### STATED PROBLEM:
Starting at the line that has "mark any pedestrian" and ending after the line that has "[2, 48, 15, 76]", copy out these items with "Labeling guideline" swapped for "Annotation instruction" everywhere and everything else left as it is. Give only those lines.

### PROVIDED DATA:
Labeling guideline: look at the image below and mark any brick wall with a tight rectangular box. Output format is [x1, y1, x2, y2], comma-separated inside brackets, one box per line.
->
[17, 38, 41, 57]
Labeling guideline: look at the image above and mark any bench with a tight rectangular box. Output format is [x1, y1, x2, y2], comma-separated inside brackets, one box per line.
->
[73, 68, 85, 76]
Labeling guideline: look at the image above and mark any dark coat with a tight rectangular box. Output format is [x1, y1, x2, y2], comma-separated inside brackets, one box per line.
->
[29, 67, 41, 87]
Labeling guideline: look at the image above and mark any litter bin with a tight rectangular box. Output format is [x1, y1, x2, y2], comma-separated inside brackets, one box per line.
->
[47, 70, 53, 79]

...

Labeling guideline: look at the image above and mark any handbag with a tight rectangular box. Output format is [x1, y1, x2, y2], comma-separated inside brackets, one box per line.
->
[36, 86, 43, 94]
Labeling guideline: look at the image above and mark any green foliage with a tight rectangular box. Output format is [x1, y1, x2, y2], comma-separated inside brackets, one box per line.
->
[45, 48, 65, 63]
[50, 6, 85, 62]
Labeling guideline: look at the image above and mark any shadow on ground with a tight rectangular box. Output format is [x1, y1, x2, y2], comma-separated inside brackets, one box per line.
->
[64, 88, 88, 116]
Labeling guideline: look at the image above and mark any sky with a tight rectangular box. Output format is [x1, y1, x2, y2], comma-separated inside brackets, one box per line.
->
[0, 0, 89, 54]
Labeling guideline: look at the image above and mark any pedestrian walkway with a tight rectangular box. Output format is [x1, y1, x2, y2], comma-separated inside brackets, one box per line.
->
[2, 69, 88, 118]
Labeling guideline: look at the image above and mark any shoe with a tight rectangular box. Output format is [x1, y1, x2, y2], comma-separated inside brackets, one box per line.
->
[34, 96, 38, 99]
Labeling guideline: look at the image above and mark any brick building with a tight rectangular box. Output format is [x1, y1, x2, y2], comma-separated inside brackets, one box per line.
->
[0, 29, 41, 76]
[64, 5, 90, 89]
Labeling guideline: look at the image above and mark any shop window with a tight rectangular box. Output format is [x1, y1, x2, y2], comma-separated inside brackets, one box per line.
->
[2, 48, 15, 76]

...

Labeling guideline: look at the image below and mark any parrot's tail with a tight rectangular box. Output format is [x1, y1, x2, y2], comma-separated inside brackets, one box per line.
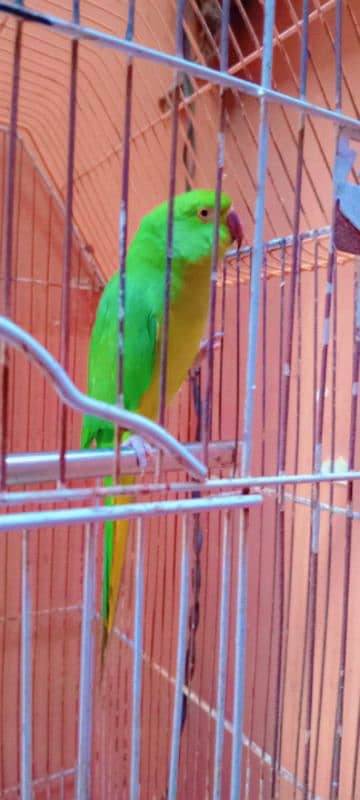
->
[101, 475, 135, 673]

### COMPLETE OUTPUT:
Annotation instruction: look at the image above and mark any pedestrian walkway with a tight rectangular box. Output format is [x1, y1, x2, y2], comma-separated inside brackets, one box per line.
->
[2, 69, 88, 118]
Annotation instruction: look at the image above and mark any shoe with a tight rectangular box. Output format is [x1, y1, x2, y2], comma-separated inside brackets, one box per line.
->
[34, 96, 38, 99]
Annotation instruction: look at the image above and mark any brick building with a tight rectangular box. Output format is [x1, y1, x2, y2], comma-separated inside brackets, one box per line.
->
[0, 29, 41, 76]
[64, 5, 90, 89]
Annotation instruction: look at the image above and mark any shop window with a tight rectangular box. Output format is [x1, y1, x2, y2], comma-separated inside brackets, one box per line.
->
[2, 48, 15, 76]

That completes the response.